**OBJECTIVE:**
Identify every line in the entries below that contains the word "black", and copy each of those lines. Case counts.

⟨

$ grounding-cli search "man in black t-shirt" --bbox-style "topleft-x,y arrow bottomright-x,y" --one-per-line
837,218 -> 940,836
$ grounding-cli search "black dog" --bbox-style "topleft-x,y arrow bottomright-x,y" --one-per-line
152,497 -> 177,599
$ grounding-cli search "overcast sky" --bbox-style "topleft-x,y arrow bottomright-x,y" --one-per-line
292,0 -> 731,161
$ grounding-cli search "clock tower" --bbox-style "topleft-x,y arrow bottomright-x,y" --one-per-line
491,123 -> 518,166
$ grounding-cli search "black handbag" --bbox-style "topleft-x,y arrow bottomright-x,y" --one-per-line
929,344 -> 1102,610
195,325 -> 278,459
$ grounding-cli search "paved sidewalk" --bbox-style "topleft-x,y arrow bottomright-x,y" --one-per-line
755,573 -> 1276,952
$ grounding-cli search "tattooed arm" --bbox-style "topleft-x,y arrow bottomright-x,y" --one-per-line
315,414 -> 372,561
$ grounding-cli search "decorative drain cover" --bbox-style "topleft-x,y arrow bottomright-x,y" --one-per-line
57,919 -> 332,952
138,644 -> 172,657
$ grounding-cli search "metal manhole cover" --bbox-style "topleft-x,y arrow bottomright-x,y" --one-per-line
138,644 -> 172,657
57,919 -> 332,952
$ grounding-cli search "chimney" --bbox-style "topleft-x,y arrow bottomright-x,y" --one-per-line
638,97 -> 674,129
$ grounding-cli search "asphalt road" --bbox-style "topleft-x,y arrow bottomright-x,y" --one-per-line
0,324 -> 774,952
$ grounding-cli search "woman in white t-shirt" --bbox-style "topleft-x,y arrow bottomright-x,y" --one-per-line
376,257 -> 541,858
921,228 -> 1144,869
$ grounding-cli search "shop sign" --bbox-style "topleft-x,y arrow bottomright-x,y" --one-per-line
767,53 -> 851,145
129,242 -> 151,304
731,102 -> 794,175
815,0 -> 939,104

⟩

**RESPONSE TO THIS TASK:**
$ grounding-cli search "man in black t-shirt" --bbox-style "topleft-x,y arrow bottomright-x,y" --one-per-line
$ grounding-cli search "black dog" --bbox-style "topleft-x,y arrow bottomright-x,y" --one-per-line
$ grounding-cli search "black handbag" --bbox-style "topleft-x,y arrow bottomright-x,y" --one-per-line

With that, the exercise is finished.